> [What you should do]: Print every entry again, precisely as written.

***

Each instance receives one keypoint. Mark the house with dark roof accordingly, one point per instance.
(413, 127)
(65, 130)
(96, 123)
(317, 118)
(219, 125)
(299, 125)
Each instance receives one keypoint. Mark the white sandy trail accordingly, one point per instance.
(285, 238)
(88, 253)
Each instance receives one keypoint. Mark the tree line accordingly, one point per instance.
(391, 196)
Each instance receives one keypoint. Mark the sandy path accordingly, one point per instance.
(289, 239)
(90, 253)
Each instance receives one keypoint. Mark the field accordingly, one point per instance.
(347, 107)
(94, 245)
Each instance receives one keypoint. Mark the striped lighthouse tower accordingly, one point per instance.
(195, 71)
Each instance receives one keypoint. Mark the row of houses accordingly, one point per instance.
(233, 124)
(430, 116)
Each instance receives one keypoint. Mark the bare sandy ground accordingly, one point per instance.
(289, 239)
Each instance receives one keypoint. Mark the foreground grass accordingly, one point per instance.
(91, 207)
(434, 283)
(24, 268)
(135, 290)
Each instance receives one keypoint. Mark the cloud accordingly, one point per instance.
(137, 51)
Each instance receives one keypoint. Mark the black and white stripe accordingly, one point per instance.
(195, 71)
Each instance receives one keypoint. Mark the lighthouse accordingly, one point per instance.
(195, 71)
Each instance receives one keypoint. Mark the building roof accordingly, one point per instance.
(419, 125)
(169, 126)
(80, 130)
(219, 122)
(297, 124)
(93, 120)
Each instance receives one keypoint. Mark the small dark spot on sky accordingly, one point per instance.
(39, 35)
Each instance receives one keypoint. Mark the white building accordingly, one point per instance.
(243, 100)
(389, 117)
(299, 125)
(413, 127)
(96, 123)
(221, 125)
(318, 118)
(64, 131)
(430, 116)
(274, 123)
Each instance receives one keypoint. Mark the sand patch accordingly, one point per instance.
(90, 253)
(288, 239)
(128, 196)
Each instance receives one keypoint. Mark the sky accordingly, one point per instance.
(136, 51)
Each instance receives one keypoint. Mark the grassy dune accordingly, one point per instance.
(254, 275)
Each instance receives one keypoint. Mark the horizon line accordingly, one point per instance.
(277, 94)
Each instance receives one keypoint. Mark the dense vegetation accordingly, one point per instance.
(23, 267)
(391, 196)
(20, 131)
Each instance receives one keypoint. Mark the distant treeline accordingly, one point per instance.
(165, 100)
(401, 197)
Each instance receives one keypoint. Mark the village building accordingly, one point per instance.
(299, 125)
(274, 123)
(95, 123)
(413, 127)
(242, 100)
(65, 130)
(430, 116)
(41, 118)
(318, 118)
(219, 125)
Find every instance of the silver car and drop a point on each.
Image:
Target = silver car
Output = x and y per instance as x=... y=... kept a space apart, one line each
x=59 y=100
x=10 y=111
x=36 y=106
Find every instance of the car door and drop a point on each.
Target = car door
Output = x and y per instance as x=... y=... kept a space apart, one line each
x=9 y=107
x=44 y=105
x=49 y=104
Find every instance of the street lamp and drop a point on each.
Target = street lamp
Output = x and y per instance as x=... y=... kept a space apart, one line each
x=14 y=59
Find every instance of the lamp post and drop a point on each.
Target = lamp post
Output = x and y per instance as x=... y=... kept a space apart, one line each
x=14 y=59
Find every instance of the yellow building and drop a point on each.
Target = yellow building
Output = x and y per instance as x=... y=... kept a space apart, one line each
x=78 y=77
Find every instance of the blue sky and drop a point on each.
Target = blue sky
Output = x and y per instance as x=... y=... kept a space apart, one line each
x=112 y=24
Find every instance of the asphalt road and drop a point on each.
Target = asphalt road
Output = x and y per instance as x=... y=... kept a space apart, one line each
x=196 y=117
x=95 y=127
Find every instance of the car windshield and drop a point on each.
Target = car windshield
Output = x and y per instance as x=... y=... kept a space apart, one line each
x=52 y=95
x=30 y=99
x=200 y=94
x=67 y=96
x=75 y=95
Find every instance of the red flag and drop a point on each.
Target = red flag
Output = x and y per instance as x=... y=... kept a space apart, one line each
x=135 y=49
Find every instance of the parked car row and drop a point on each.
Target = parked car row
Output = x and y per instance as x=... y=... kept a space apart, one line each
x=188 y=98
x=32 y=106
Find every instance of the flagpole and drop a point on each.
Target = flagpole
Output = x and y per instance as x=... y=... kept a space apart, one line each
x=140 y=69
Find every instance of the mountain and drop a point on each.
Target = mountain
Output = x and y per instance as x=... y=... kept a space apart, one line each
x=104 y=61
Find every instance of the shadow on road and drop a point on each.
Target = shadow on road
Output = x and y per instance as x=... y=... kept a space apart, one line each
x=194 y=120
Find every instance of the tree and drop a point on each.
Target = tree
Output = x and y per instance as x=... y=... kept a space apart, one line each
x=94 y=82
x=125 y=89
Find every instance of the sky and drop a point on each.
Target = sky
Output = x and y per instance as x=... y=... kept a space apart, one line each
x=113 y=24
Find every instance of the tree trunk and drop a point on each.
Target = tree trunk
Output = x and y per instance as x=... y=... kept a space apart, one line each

***

> [Solution below]:
Each instance receives one keypoint. Mark the house with dark roof accordingly, one point per instance.
(413, 127)
(65, 130)
(96, 123)
(317, 118)
(219, 125)
(299, 125)
Each instance receives one keypoint. Mark the white sandy trail accordingly, one point per instance.
(285, 238)
(88, 253)
Each instance receives one keypoint. Mark the tree line accordingly, one point per instance.
(391, 196)
Each instance receives one keypoint. Mark the sandy path accordingly, one point per instance.
(289, 239)
(90, 253)
Each instance receives one keypoint. Mark the field accordingly, one point per instance.
(347, 107)
(94, 245)
Each instance receives one keypoint. Mark the striped lighthouse tower accordingly, one point per instance.
(195, 71)
Each instance receives one keypoint. Mark the row of houses accordingly, one point per instance.
(233, 124)
(430, 116)
Each instance receives one keypoint. Mark the bare sandy ground accordingly, one point per instance.
(289, 239)
Each instance receives one keypoint. Mark the foreground grass accordingly, one point per instance.
(91, 207)
(434, 283)
(24, 268)
(135, 290)
Each instance receives one keypoint. Mark the cloud accordingly, one point per instance.
(137, 51)
Each instance receives one keypoint. Mark the black and white stripe accordingly, one point per instance.
(195, 71)
Each instance receives one keypoint. Mark the lighthouse accordingly, one point per instance.
(195, 71)
Each instance receives one keypoint. Mark the building roof accordingly, one point per instance.
(419, 125)
(169, 126)
(80, 130)
(219, 122)
(297, 124)
(93, 120)
Each instance receives one keypoint. Mark the small dark spot on sky accordingly, one point per instance.
(39, 35)
Each instance receives one keypoint. Mark the white building accordingly, one point per instance.
(243, 100)
(389, 117)
(299, 125)
(413, 127)
(96, 123)
(221, 125)
(318, 118)
(64, 131)
(430, 116)
(274, 123)
Each instance receives one keypoint. Mark the sand patch accordingly, one point per instance.
(90, 253)
(288, 239)
(128, 196)
Each instance receives one keypoint. Mark the sky accordingly, one point per instance.
(136, 51)
Each instance receives one keypoint. Mark the grassy dune accordingly, one point per instance.
(254, 275)
Each instance receives one keypoint. Mark the horizon line accordingly, one point per instance.
(277, 94)
Each instance receives one keypoint. Mark the dense vegetation accordingly, one point per instance.
(23, 267)
(391, 196)
(20, 131)
Each instance receives one keypoint. Mark the distant treeline accordingly, one point per instance.
(165, 100)
(401, 197)
Each instance receives one keypoint. Mark the village building accordingly, one point per instance.
(299, 125)
(274, 123)
(95, 123)
(413, 127)
(242, 100)
(65, 130)
(430, 116)
(41, 118)
(318, 118)
(219, 125)
Find every instance of the silver car and drop a point on each.
Image:
Target = silver car
Output = x and y per instance as x=... y=... kept a space apart, one line each
x=59 y=100
x=10 y=111
x=36 y=106
Find every instance of the car door and drop a point on each.
Target = car door
Output = x and y per instance as x=... y=... kept a space apart, one line each
x=9 y=107
x=44 y=105
x=49 y=104
Find every instance of the street lamp and drop a point on each.
Target = street lamp
Output = x and y per instance as x=... y=... kept a space apart, one line each
x=14 y=59
Find every instance of the lamp post and drop a point on each.
Target = lamp post
Output = x and y per instance as x=... y=... kept a space apart, one line each
x=14 y=59
Find every instance of the yellow building and drop a point on each.
Target = yellow building
Output = x and y per instance as x=... y=... kept a space apart, one line each
x=78 y=77
Find every instance of the blue sky and drop a point on each.
Target = blue sky
Output = x and y per instance as x=... y=... kept a space apart, one line each
x=112 y=24
Find every instance of the asphalt road and drop a point on each.
Target = asphalt road
Output = x and y per instance as x=... y=... kept a space apart, one line each
x=196 y=117
x=95 y=127
Find every instance of the car windshield and drop a point on each.
Target = car windshield
Output = x and y per instance as x=... y=... kept a space apart, one line each
x=52 y=95
x=30 y=99
x=200 y=94
x=67 y=96
x=75 y=95
Find every instance of the red flag and drop a point on each.
Target = red flag
Output = x and y per instance as x=... y=... kept a space apart, one line each
x=135 y=49
Find every instance of the parked car row and drop a point on each.
Target = parked car row
Output = x and y per instance as x=... y=... kept a space apart, one line each
x=188 y=98
x=32 y=106
Find every instance of the flagpole and drop a point on each.
Target = flagpole
Output = x and y per instance as x=... y=... kept a space apart, one line each
x=140 y=69
Find every instance of the mountain and drop a point on each.
Target = mountain
Output = x and y per instance as x=... y=... kept a space apart, one line each
x=104 y=61
Find every instance of the shadow on road and drop a point on each.
Target = shadow on road
Output = x and y per instance as x=... y=... kept a space apart, one line each
x=194 y=120
Find every instance of the tree and drop a point on each.
Target = tree
Output = x and y per instance as x=... y=... kept a space apart, one line each
x=94 y=82
x=125 y=89
Find every instance of the sky and drop a point on each.
Target = sky
Output = x and y per instance as x=... y=... kept a space apart, one line each
x=113 y=24
Find every instance of the tree trunk and drop a point on each.
Target = tree trunk
Output = x and y per instance as x=... y=... kept a space apart, one line each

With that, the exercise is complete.